§ **OP TE LOSSEN**
a) Bij herhaling van dezelfde verwijtbare gedraging binnen welke termijn na bekendmaking van het besluit wordt de duur van de maatregel verdubbeld, volgens het artikel over onjuiste inlichtingen?
b) Geef uit het artikel over onjuiste inlichtingen letterlijk het stuk dat begint bij de woorden "Artikel 17. Verstrekken" en ophoudt na de woorden "gedurende een maand.".

───── TEKSTFRAGMENT ─────

Artikel 17. Verstrekken van onjuiste of onvolledige inlichtingen zonder gevolgen voor de bijstand of de uitkering

  • 1. Indien het niet of niet behoorlijk nakomen van de inlichtingenplicht bedoeld in artikel 17 van de WWB, artikel 13 van de IOAW of artikel 13 van de IOAZ niet heeft geleid tot het ten onrechte of tot een te hoog bedrag verlenen een uitkering, en de situatie onder artikel 16, derde lid van deze verordening zich niet voor doet, bedraagt de maatregel, onverminderd het gestelde in artikel 2, tweede lid van deze verordening, 5% van de bijstandsnorm of de toepasselijke grondslag gedurende een maand.

  • 2. De duur van de maatregel, als bedoeld in het eerste lid, wordt verdubbeld, indien de belanghebbende zich binnen twaalf maanden na bekendmaking van het besluit waarbij een maatregel wordt opgelegd opnieuw schuldig maakt aan dezelfde als verwijtbaar aan te merken gedraging. Met een besluit waarmee een maatregel is opgelegd wordt gelijkgesteld het besluit om daarvan af te zien op grond van dringende redenen, bedoeld in artikel 3, tweede lid van deze verordening. Artikel 14, vierde lid van deze verordening is van overeenkomstige toepassing.

  • 3. Van het opleggen van de maatregel bedoeld in het eerste lid wordt afgezien en wordt volstaan met het geven van een schriftelijke waarschuwing, tenzij het niet of niet behoorlijk nakomen van de verplichting plaatsvindt binnen een periode van 12 maanden te rekenen vanaf de datum waarop eerder aan de belanghebbende een schriftelijke waarschuwing is gegeven.

───── AANGELEVERDE GEGEVENS ─────

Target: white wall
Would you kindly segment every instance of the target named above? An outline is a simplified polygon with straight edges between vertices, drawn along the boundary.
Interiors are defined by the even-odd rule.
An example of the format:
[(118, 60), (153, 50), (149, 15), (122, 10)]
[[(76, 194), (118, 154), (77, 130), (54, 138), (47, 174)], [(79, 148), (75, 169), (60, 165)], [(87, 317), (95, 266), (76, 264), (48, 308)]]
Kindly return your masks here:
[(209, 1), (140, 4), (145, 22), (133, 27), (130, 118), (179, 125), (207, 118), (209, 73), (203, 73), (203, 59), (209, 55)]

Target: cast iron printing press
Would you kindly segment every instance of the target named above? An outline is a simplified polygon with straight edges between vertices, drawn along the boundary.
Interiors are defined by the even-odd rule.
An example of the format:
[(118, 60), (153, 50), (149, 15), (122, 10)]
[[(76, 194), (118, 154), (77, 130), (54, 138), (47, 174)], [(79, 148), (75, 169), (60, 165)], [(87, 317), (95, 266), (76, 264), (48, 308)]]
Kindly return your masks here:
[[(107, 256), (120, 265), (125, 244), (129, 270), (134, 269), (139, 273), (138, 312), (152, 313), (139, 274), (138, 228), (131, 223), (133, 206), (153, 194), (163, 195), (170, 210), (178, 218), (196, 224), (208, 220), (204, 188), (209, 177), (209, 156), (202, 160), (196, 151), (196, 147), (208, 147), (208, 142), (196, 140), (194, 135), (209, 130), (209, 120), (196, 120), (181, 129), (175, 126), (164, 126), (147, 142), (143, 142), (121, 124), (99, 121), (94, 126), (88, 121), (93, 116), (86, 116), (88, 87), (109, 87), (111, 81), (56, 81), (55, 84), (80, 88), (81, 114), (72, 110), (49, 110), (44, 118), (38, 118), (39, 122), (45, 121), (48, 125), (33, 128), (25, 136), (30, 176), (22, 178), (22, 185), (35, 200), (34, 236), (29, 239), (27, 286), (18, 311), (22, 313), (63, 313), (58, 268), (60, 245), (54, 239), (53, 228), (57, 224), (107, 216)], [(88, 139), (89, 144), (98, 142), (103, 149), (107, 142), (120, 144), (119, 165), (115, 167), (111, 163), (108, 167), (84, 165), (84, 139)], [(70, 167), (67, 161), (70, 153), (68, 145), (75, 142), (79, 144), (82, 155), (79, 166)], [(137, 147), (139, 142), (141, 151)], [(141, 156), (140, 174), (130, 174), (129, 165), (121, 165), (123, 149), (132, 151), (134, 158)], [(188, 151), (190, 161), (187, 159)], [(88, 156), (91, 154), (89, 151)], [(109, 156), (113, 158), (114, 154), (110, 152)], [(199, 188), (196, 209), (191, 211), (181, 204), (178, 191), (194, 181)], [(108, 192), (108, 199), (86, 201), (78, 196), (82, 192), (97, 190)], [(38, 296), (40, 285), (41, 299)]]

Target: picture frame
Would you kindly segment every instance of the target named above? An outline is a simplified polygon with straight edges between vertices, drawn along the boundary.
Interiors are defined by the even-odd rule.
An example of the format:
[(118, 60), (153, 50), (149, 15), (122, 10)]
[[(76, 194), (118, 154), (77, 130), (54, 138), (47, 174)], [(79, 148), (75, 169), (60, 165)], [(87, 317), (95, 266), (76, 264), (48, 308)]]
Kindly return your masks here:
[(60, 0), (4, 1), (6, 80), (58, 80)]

─────

§ **ANTWOORDEN**
a) Binnen twaalf maanden.

b)
Artikel 17. Verstrekken van onjuiste of onvolledige inlichtingen zonder gevolgen voor de bijstand of de uitkering

  • 1. Indien het niet of niet behoorlijk nakomen van de inlichtingenplicht bedoeld in artikel 17 van de WWB, artikel 13 van de IOAW of artikel 13 van de IOAZ niet heeft geleid tot het ten onrechte of tot een te hoog bedrag verlenen een uitkering, en de situatie onder artikel 16, derde lid van deze verordening zich niet voor doet, bedraagt de maatregel, onverminderd het gestelde in artikel 2, tweede lid van deze verordening, 5% van de bijstandsnorm of de toepasselijke grondslag gedurende een maand.